-- What the exercise asks --
Repeat exactly each line of the data provided below.

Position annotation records
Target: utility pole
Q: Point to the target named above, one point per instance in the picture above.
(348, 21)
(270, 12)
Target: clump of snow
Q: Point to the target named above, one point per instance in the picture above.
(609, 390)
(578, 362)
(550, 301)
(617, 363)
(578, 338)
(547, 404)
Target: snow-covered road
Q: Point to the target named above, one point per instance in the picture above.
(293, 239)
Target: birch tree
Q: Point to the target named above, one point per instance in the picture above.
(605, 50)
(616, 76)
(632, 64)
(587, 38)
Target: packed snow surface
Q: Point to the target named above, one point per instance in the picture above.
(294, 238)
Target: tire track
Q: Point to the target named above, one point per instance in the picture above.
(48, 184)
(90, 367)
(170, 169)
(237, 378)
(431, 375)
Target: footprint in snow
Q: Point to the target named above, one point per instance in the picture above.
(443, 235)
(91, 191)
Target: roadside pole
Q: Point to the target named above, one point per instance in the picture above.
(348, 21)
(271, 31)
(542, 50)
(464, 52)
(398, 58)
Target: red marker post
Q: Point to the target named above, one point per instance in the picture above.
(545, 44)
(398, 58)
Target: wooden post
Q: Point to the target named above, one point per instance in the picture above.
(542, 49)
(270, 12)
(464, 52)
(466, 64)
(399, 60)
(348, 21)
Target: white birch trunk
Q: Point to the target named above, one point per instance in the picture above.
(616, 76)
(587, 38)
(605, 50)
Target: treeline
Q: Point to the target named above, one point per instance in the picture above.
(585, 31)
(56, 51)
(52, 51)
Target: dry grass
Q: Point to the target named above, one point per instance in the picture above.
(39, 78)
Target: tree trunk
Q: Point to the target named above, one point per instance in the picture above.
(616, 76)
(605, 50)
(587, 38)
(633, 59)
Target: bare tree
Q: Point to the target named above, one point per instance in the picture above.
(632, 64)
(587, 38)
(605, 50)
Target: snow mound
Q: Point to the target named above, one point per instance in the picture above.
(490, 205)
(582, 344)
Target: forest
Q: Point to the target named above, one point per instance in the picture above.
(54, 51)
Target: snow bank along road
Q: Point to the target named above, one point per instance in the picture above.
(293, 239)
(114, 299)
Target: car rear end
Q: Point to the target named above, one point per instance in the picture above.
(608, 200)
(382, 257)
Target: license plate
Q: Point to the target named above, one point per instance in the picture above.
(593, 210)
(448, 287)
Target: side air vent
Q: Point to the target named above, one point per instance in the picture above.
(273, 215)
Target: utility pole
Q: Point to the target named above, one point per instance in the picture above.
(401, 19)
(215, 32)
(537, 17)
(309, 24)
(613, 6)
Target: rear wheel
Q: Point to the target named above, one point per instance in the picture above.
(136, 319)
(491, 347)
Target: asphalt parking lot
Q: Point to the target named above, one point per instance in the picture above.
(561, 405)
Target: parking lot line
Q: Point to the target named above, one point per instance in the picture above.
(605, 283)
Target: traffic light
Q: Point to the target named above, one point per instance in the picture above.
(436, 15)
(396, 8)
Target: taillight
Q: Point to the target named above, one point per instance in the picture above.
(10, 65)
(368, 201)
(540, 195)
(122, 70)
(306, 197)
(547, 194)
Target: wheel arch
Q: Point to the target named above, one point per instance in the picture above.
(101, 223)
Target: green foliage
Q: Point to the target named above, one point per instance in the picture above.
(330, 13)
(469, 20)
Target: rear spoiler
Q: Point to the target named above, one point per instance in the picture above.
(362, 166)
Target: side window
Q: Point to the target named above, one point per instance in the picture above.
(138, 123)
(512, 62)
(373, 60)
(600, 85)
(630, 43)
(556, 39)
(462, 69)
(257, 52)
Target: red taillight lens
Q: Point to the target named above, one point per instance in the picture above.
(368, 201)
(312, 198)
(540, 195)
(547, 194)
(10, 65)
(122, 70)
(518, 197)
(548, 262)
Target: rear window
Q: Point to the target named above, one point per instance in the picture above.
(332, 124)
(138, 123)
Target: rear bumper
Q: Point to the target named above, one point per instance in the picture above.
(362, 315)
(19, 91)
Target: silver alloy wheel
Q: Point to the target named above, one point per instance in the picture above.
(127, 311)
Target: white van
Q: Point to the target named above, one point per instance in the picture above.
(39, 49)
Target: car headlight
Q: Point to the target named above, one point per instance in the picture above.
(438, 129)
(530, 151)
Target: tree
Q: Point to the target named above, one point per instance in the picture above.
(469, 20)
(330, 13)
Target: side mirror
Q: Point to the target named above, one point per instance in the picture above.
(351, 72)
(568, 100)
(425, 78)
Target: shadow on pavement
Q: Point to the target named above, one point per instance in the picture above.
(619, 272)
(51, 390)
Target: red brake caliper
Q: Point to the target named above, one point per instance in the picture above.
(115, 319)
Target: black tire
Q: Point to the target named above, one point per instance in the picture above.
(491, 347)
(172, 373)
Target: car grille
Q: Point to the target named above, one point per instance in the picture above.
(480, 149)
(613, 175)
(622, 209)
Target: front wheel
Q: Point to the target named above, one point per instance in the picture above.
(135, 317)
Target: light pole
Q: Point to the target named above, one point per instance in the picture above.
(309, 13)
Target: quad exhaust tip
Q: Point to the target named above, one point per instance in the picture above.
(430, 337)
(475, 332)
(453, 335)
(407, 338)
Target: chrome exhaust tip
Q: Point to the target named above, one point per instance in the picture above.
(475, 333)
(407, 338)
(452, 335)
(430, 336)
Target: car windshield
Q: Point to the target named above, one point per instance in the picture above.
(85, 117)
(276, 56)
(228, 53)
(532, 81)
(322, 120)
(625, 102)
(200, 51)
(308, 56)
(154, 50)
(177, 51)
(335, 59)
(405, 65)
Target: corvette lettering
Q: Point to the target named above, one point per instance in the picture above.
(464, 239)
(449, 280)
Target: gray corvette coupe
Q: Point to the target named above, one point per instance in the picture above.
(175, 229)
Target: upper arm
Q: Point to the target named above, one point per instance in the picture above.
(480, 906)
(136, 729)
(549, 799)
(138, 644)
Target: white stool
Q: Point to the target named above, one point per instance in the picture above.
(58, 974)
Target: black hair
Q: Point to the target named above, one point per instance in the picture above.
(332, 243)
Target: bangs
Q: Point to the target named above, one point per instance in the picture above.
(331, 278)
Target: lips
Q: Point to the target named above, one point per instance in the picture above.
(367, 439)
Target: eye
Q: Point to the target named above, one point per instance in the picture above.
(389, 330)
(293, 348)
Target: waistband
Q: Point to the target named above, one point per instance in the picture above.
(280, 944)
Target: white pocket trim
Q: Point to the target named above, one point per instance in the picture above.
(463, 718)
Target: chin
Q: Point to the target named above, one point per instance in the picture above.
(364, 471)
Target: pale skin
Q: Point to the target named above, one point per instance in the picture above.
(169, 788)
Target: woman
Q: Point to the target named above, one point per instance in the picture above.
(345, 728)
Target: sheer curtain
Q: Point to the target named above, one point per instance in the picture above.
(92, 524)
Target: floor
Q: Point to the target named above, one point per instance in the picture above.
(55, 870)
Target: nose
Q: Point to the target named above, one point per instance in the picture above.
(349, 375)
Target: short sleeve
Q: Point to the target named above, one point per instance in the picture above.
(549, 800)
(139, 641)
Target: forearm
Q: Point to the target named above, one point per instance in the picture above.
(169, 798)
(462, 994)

-- In response --
Target: utility pole
Q: Point to the target named above, one point per instance in the picture above.
(348, 21)
(270, 12)
Target: clump of snow
Q: Point to the target named above, one point per instance in the picture above.
(609, 390)
(578, 362)
(550, 301)
(617, 363)
(578, 338)
(547, 404)
Target: snow-covered road
Q: Point to the target named above, one point per instance in the picture above.
(293, 239)
Target: birch tree
Q: Point to the target named above, one point per instance in the picture above.
(605, 50)
(616, 76)
(632, 64)
(587, 38)
Target: packed snow surface
Q: Point to the target named above, one point per instance in the picture above.
(294, 238)
Target: tire track
Q: Point to the target named above, one point per instance in the picture above.
(48, 184)
(90, 367)
(170, 169)
(237, 378)
(431, 375)
Target: footprint in snow
Q: Point to the target named above, one point per instance in the picture above.
(443, 235)
(91, 191)
Target: roadside pole
Q: Point to the target named above, one point per instance in the picture above.
(348, 21)
(271, 31)
(542, 50)
(464, 52)
(398, 58)
Target: red marker post
Q: Point to the target named above, one point per instance in the picture above.
(545, 44)
(398, 58)
Target: wooden post
Q: Point to the target named above, one point per instance in the picture above.
(542, 49)
(270, 12)
(464, 52)
(466, 64)
(399, 60)
(348, 21)
Target: white birch trunk
Q: Point to the target named above, one point per instance in the picture above.
(616, 76)
(587, 38)
(605, 50)
Target: treeline
Q: Point to the target named above, one point per instance in the picture above.
(585, 31)
(56, 51)
(52, 51)
Target: dry grass
Q: Point to the target named above, one point per instance in the picture above.
(39, 78)
Target: tree trunk
Q: Point to the target named above, one point per instance in the picture above.
(616, 76)
(605, 50)
(587, 38)
(633, 59)
Target: bare tree
Q: Point to the target named above, one point per instance in the picture above.
(632, 64)
(587, 38)
(605, 50)
Target: snow mound
Q: Point to the target named above, one point per instance in the picture above.
(490, 205)
(582, 344)
Target: forest
Q: Point to the target named above, one point per instance in the picture above.
(54, 51)
Target: snow bank along road
Q: Point to the target named above, one point per instance in the picture above.
(293, 239)
(114, 299)
Target: car rear end
Q: Point to the target named above, one point per instance in the picture above.
(608, 200)
(382, 257)
Target: license plate
Q: Point to the target named above, one point per instance in the picture above.
(593, 210)
(448, 287)
Target: side air vent
Q: Point to the target named above, one point per instance in the picture above.
(273, 215)
Target: utility pole
Q: Point to the target named above, one point per instance in the picture above.
(401, 19)
(215, 32)
(537, 17)
(309, 24)
(613, 6)
Target: rear wheel
Q: Point to the target named above, one point per instance in the picture above.
(136, 319)
(491, 347)
Target: asphalt parking lot
Q: Point to the target named above, one point per instance in the picture above.
(561, 405)
Target: parking lot line
Q: Point to the target named above, one point per instance in the picture above.
(605, 283)
Target: traffic light
Q: Point to the target named above, one point per instance in the picture above.
(436, 15)
(396, 8)
Target: taillight
Q: Point to the target named above, one point per instance in the picture above.
(10, 65)
(368, 201)
(540, 195)
(122, 70)
(306, 197)
(547, 194)
Target: wheel arch
Q: Point to the target named above, one point per instance in the picture above.
(101, 223)
Target: green foliage
Q: Point to the target named above, one point per instance in the picture above.
(330, 13)
(469, 20)
Target: rear spoiler
Q: Point to the target named above, one point per instance in the picture above.
(362, 166)
Target: side window
Q: Point to the target named above, one point per instance in the picture above.
(138, 123)
(512, 62)
(373, 60)
(600, 85)
(630, 43)
(556, 39)
(462, 69)
(257, 52)
Target: red taillight lens
Q: Point to the target named above, one point per instance in the picture above.
(368, 201)
(312, 198)
(540, 195)
(547, 194)
(10, 65)
(122, 70)
(518, 197)
(548, 262)
Target: rear window
Q: Point to the target named above, one point per instance in the picture above.
(332, 124)
(138, 123)
Target: rear bumper
Q: Point to the target named above, one point per instance in the picture above.
(362, 315)
(19, 91)
Target: silver alloy wheel
Q: Point to the target named above, one point per instance in the picture above.
(127, 311)
Target: white van
Q: Point to the target named above, one point per instance in the picture above.
(39, 49)
Target: car headlight
Q: Point to the target named above, one point per instance in the picture above.
(438, 129)
(530, 151)
Target: tree
Q: Point to the target named above, one point per instance in the picture above.
(469, 20)
(330, 13)
Target: side mirror
Q: Point to the target named above, one point per instance in the picture above.
(351, 72)
(568, 100)
(425, 78)
Target: shadow on pavement
Q: Point to the target named above, one point per instance in the picture above.
(619, 272)
(51, 390)
Target: red brake caliper
Q: Point to the target named above, one point per instance in the picture above.
(115, 319)
Target: black tire
Q: Point to the target named above, one point per instance in the picture above.
(491, 347)
(172, 373)
Target: car grille
Q: Point to the target named above, one point per instance in the picture above.
(480, 149)
(613, 175)
(622, 209)
Target: front wheel
Q: Point to the target named above, one point per instance in the picture above.
(135, 317)
Target: light pole
Q: Point to the target named above, one point per instance in the picture above.
(309, 13)
Target: quad exhaust tip
Q: Point to the target named above, one point per instance in the picture above.
(430, 337)
(475, 332)
(453, 335)
(407, 338)
Target: chrome exhaust tip
Q: Point to the target named above, one point per instance in the picture above.
(475, 333)
(407, 338)
(452, 335)
(430, 336)
Target: car windshield
Q: Point to the target named above, one point per instance in the picture above.
(85, 117)
(276, 56)
(228, 53)
(532, 81)
(322, 120)
(625, 102)
(200, 51)
(308, 56)
(154, 50)
(177, 51)
(335, 59)
(405, 65)
Target: corvette lettering
Q: Point to the target named above, one point per instance in the picture above.
(464, 239)
(449, 280)
Target: gray corvette coupe
Q: Point to the target named above, one point per instance in the picture above.
(175, 229)
Target: upper arm
Q: Point to the target named above, one point per instance in the picture above.
(480, 906)
(136, 729)
(549, 799)
(138, 644)
Target: white stool
Q: Point to the target named above, one point per instance in the picture above.
(58, 974)
Target: black hair
Q: Point to the target named above, one point per instance in the picture above.
(332, 243)
Target: bangs
Q: Point to the target named above, one point per instance in the picture above.
(331, 278)
Target: lips
Q: Point to the target named above, one point per instance in the picture above.
(367, 439)
Target: eye
Q: Point to the target named above, one point per instance in the picture above.
(389, 330)
(293, 348)
Target: waistband
Q: Point to the target named above, one point per instance in the picture above.
(280, 944)
Target: white pocket trim
Q: Point to the target named above, one point per instance in the picture above.
(463, 718)
Target: chin
Q: Point to the target named above, one point per instance in the picture above.
(364, 471)
Target: pale skin
Q: Point to the target named above, one point per instance in the picture above.
(169, 788)
Target: woman
Q: Point to the target named above, one point per instance in the picture above.
(345, 728)
Target: sheer curtain
Q: Point to the target named above, one point per instance in the picture above.
(92, 524)
Target: floor
Q: Point to the target named above, one point per instance in the picture above.
(55, 870)
Target: nose
Q: Point to the target named above, one point per instance in the picture above.
(349, 375)
Target: short sleeve
Q: Point to the target named above, one point per instance in the picture above.
(549, 800)
(139, 641)
Target: forearm
Q: Point to the target named above, one point per instance in the picture above.
(169, 798)
(462, 994)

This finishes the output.